§ **Exercise brief**
Search the data below for the word "propeller" and copy each line that holds it.
━━━ Supplied data ━━━
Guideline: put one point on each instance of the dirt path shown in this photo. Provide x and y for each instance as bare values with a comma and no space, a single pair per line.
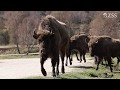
21,68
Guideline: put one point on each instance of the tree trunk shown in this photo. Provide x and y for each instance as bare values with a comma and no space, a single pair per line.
18,48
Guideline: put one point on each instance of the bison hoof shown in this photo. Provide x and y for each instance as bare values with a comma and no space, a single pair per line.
44,72
63,71
53,75
70,63
66,64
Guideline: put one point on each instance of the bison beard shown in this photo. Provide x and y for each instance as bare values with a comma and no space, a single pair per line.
58,43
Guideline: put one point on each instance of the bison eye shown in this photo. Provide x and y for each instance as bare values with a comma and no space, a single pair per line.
40,40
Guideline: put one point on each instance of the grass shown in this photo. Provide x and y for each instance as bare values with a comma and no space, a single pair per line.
18,56
87,73
102,73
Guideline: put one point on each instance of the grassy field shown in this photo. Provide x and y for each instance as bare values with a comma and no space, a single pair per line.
91,73
18,56
87,73
102,73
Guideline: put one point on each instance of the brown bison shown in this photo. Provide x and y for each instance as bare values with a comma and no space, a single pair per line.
53,38
79,43
106,47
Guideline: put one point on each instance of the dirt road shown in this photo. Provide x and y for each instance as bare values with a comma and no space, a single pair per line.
21,68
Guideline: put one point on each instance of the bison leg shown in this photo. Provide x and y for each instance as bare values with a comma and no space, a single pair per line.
68,56
117,65
109,63
96,59
84,57
53,61
42,67
57,69
99,60
76,55
80,56
62,59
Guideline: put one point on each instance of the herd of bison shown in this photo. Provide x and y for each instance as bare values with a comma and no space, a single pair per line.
55,40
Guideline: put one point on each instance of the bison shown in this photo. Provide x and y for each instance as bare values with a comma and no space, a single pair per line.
53,39
79,43
106,47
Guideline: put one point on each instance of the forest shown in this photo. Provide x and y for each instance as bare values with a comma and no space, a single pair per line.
16,27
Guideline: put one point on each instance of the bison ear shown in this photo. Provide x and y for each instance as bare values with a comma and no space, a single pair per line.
51,35
35,35
96,41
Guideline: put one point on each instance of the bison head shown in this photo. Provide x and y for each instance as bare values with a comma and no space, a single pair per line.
45,39
45,24
94,48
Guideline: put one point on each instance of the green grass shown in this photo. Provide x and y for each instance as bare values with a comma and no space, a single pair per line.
91,73
19,56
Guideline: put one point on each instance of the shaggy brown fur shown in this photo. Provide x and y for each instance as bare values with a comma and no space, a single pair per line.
52,46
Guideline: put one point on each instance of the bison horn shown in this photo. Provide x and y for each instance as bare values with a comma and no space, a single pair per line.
96,41
34,31
35,35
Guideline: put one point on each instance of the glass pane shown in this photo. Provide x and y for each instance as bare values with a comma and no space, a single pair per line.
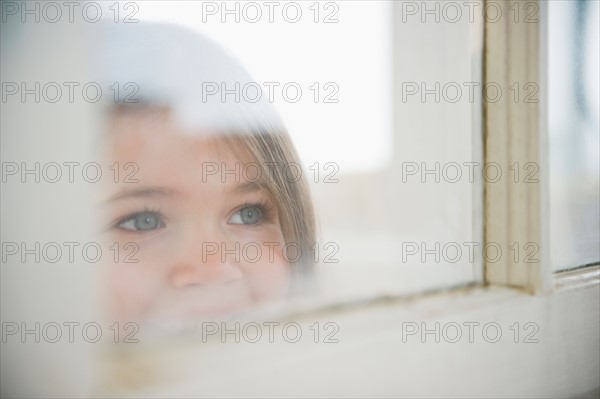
573,70
387,139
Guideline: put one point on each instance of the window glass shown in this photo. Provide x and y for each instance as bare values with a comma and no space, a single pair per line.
574,133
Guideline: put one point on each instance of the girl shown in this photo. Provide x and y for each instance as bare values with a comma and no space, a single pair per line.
211,211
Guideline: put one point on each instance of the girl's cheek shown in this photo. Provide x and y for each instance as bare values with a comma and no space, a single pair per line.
132,288
268,277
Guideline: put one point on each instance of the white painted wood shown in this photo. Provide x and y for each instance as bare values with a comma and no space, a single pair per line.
371,359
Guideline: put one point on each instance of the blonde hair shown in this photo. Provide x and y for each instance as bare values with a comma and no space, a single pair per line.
170,66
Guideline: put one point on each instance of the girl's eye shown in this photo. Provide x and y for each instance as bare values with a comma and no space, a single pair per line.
143,221
247,215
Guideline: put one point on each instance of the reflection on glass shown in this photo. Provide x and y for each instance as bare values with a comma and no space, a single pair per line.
574,133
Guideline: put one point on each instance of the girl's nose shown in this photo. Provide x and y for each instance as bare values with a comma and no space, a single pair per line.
206,264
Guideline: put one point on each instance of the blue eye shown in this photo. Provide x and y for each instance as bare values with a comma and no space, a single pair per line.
143,221
247,215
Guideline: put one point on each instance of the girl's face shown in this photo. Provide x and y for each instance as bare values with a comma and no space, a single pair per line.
192,242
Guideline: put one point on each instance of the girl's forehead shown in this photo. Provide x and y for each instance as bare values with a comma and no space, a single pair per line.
157,134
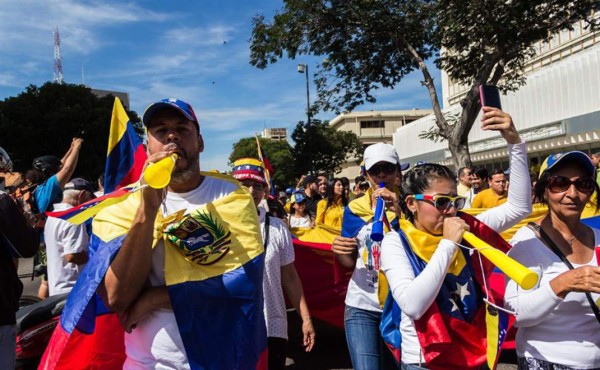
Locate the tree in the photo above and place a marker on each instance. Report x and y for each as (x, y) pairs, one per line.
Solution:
(43, 121)
(369, 44)
(278, 152)
(321, 148)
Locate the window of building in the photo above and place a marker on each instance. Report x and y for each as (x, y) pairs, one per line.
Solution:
(372, 124)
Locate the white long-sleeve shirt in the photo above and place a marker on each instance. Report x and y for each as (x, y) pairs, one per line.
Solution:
(415, 295)
(550, 328)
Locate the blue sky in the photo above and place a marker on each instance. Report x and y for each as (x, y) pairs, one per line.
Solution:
(197, 51)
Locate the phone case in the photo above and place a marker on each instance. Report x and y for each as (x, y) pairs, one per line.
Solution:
(489, 96)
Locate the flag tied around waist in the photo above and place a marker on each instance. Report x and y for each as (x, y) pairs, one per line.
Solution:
(213, 271)
(459, 330)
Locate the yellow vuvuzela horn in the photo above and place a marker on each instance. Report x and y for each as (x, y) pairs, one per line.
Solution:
(158, 175)
(513, 269)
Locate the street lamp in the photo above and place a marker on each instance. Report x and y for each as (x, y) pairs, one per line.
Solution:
(303, 68)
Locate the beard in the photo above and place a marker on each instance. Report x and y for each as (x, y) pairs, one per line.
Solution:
(192, 167)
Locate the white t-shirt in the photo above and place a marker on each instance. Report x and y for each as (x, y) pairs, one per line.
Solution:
(301, 222)
(363, 286)
(62, 238)
(279, 252)
(550, 328)
(155, 343)
(415, 295)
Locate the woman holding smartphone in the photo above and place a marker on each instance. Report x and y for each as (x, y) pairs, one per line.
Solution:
(558, 321)
(430, 239)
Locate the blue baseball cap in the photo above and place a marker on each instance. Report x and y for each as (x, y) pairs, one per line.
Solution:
(574, 156)
(179, 105)
(298, 197)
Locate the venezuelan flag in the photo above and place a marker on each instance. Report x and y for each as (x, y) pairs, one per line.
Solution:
(270, 171)
(83, 212)
(459, 330)
(213, 271)
(324, 280)
(126, 155)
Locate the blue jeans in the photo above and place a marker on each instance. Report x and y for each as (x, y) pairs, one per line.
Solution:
(367, 349)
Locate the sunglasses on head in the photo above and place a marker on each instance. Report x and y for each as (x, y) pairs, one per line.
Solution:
(560, 184)
(443, 202)
(387, 168)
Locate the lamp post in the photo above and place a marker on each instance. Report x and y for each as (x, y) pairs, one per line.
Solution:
(303, 68)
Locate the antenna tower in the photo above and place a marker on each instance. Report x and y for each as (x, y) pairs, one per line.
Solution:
(57, 59)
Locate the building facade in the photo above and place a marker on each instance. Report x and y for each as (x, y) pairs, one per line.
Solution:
(373, 127)
(557, 110)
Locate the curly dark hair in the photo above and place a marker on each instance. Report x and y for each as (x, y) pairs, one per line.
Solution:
(418, 179)
(539, 191)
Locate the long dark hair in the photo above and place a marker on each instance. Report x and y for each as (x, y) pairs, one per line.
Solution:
(539, 191)
(418, 179)
(331, 192)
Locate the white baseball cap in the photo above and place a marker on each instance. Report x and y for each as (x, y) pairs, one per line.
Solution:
(380, 152)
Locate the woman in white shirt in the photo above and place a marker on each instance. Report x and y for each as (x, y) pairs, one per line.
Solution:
(431, 205)
(557, 326)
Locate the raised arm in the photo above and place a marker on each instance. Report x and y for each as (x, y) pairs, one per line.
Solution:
(518, 205)
(128, 272)
(69, 162)
(413, 294)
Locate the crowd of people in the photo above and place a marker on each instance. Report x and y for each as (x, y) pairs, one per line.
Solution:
(422, 260)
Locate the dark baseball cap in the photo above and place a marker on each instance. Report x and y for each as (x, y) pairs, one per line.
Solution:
(179, 105)
(309, 180)
(79, 184)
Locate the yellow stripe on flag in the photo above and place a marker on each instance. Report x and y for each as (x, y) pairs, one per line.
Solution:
(118, 125)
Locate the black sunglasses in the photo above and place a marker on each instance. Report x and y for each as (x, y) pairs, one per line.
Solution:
(387, 168)
(560, 184)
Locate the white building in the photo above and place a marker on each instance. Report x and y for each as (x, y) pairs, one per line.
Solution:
(557, 110)
(373, 127)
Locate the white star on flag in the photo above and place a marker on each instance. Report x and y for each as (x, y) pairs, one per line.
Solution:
(462, 291)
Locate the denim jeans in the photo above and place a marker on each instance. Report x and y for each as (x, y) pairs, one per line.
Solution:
(8, 343)
(367, 349)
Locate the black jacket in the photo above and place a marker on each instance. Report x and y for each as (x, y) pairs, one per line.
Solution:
(17, 240)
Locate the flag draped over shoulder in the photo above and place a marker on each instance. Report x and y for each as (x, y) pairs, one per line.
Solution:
(213, 272)
(324, 280)
(126, 155)
(459, 330)
(81, 213)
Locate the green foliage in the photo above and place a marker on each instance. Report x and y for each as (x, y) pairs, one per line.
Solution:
(369, 44)
(321, 148)
(278, 152)
(43, 121)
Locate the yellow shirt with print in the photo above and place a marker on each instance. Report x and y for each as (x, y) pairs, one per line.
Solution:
(488, 199)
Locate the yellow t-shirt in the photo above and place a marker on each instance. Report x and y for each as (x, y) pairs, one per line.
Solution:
(488, 199)
(331, 216)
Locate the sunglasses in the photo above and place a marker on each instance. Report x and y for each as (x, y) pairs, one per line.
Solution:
(443, 202)
(387, 168)
(560, 184)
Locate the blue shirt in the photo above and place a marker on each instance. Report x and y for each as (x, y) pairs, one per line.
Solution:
(46, 193)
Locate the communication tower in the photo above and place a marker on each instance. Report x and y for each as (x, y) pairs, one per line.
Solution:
(57, 59)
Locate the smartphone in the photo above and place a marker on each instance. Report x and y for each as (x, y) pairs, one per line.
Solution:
(489, 96)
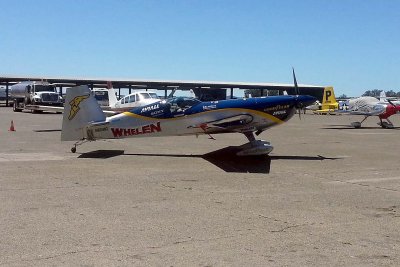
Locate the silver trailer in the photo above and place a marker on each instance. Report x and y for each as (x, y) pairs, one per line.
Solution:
(32, 93)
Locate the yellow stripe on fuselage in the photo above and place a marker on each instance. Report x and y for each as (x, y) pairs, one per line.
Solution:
(256, 112)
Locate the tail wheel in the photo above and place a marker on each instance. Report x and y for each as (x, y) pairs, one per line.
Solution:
(15, 106)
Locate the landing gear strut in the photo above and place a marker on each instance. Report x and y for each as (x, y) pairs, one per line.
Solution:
(254, 147)
(80, 142)
(357, 124)
(386, 124)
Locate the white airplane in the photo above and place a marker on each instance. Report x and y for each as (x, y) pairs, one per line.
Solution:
(370, 106)
(133, 100)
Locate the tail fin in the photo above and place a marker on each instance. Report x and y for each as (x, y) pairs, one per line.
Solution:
(112, 97)
(329, 99)
(382, 96)
(81, 108)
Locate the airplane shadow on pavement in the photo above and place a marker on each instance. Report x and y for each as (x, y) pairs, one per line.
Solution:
(225, 158)
(349, 127)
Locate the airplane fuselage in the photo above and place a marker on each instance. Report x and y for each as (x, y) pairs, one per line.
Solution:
(162, 119)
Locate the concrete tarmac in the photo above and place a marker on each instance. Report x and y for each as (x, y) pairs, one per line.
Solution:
(328, 195)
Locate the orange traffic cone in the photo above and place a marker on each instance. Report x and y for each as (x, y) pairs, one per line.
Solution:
(12, 129)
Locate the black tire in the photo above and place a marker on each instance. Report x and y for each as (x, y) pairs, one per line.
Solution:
(15, 108)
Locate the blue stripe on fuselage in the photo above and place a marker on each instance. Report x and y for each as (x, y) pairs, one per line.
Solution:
(271, 105)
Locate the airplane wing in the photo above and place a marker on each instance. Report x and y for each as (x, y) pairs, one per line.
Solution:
(108, 113)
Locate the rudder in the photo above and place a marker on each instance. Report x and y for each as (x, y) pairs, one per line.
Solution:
(80, 109)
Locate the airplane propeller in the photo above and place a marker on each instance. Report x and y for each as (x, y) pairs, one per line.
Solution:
(299, 105)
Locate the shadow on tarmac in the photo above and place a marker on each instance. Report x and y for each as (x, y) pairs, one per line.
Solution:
(349, 127)
(225, 158)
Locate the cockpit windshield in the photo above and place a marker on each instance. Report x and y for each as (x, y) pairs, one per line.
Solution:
(182, 103)
(44, 88)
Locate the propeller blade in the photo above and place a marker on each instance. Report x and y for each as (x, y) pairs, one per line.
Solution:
(296, 87)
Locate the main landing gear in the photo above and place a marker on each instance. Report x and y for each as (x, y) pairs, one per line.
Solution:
(384, 124)
(80, 142)
(254, 147)
(357, 124)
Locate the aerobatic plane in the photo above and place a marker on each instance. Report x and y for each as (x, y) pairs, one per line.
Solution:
(83, 119)
(370, 106)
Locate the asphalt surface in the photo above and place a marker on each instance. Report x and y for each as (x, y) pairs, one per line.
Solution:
(328, 195)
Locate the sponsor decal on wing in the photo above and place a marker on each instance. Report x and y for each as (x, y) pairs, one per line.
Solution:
(146, 129)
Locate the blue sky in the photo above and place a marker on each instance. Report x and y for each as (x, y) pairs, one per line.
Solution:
(353, 45)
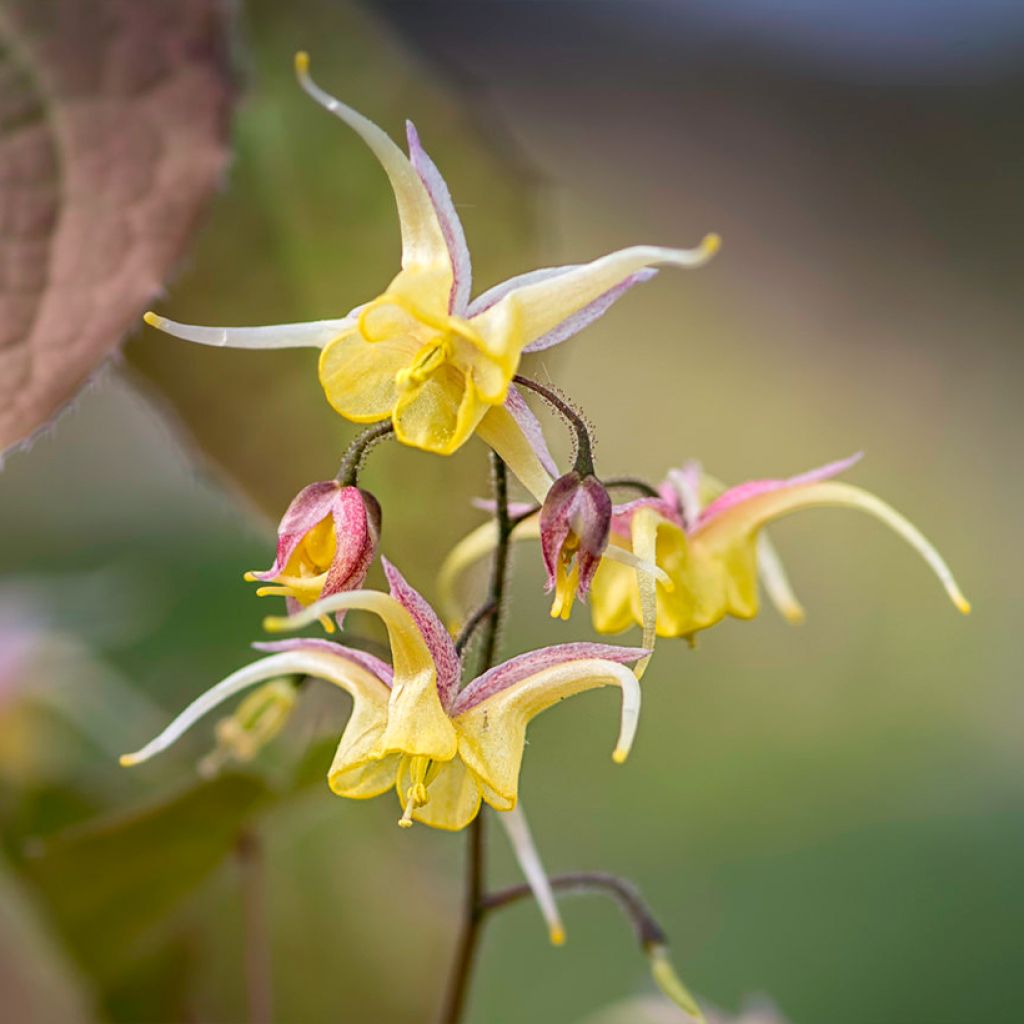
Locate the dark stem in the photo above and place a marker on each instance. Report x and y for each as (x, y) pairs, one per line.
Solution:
(483, 612)
(249, 852)
(474, 906)
(632, 481)
(355, 454)
(624, 893)
(585, 448)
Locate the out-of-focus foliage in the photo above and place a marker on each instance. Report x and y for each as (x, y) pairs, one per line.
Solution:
(811, 813)
(113, 136)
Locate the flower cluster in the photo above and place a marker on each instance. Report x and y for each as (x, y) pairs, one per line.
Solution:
(433, 367)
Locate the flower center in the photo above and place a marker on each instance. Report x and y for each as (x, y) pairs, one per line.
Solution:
(428, 359)
(422, 771)
(566, 578)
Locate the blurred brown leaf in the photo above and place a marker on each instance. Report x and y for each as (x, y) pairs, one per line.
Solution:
(110, 885)
(113, 135)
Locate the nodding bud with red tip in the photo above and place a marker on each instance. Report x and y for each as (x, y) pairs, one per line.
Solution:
(576, 519)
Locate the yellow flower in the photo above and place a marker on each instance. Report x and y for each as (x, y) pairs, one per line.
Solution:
(713, 554)
(421, 353)
(442, 748)
(681, 562)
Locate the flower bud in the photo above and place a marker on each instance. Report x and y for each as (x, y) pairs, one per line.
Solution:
(326, 542)
(256, 721)
(576, 518)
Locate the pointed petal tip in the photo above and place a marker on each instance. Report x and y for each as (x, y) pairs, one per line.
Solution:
(711, 244)
(671, 984)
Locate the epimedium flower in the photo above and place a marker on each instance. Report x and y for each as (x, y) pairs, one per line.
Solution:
(709, 549)
(327, 540)
(421, 353)
(712, 553)
(442, 747)
(574, 522)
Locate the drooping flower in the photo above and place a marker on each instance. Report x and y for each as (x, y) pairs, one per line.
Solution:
(709, 548)
(413, 728)
(712, 554)
(421, 353)
(326, 542)
(576, 518)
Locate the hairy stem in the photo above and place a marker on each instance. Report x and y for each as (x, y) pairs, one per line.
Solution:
(474, 905)
(585, 446)
(355, 454)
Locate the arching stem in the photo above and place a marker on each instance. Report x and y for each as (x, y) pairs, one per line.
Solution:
(474, 907)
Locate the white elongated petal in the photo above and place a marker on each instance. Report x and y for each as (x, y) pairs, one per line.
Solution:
(313, 334)
(776, 582)
(629, 558)
(524, 314)
(501, 432)
(423, 242)
(537, 878)
(644, 532)
(344, 674)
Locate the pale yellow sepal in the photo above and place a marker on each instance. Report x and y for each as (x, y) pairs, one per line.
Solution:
(670, 983)
(417, 723)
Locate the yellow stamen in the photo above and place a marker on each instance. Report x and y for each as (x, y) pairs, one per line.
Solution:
(429, 358)
(416, 795)
(566, 579)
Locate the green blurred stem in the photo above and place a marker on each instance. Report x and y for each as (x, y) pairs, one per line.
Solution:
(355, 454)
(474, 903)
(249, 852)
(648, 932)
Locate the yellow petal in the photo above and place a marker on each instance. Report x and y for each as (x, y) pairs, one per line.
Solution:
(727, 536)
(417, 723)
(493, 733)
(644, 535)
(440, 414)
(422, 240)
(357, 376)
(611, 596)
(499, 430)
(453, 798)
(531, 310)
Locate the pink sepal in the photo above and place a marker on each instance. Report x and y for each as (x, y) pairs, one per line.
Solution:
(308, 507)
(753, 488)
(437, 639)
(530, 427)
(455, 237)
(523, 666)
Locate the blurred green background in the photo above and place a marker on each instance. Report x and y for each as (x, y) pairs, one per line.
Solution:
(832, 814)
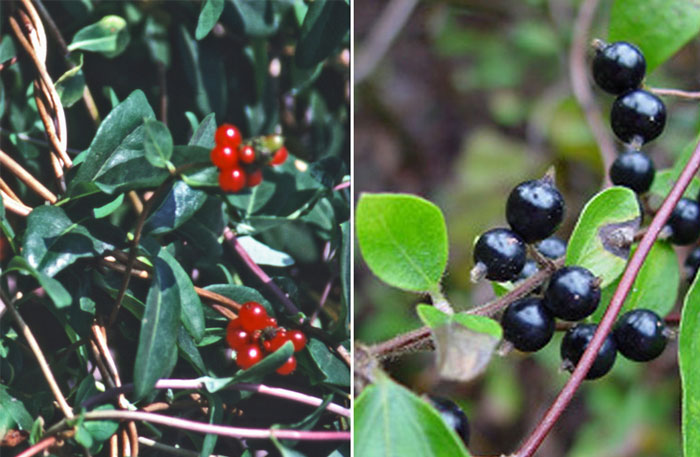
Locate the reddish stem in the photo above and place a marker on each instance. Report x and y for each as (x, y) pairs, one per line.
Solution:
(626, 282)
(39, 447)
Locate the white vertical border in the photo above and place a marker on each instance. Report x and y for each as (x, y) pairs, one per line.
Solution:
(351, 305)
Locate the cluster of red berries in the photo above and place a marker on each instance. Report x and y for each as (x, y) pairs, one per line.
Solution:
(254, 334)
(240, 163)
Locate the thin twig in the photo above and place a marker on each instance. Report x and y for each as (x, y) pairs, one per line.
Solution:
(686, 95)
(194, 384)
(206, 428)
(582, 89)
(257, 271)
(625, 285)
(43, 364)
(26, 177)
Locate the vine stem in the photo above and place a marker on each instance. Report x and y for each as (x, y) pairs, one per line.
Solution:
(201, 427)
(43, 364)
(627, 280)
(196, 384)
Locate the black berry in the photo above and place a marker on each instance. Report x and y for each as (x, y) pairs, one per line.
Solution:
(633, 169)
(639, 335)
(638, 114)
(452, 415)
(501, 252)
(573, 293)
(684, 222)
(528, 324)
(552, 247)
(619, 67)
(535, 209)
(692, 263)
(576, 341)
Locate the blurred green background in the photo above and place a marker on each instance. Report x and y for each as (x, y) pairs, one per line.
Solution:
(471, 98)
━━━
§ **Solution to the exercise**
Locate the airplane propeller in the photo above and place a marker on each instance. Report x and y for each as (x, y) pairs, one per line.
Locate the propeller blade in the photo above and place a marker on each instance. Report x and y for each as (x, y) pairs, one per line.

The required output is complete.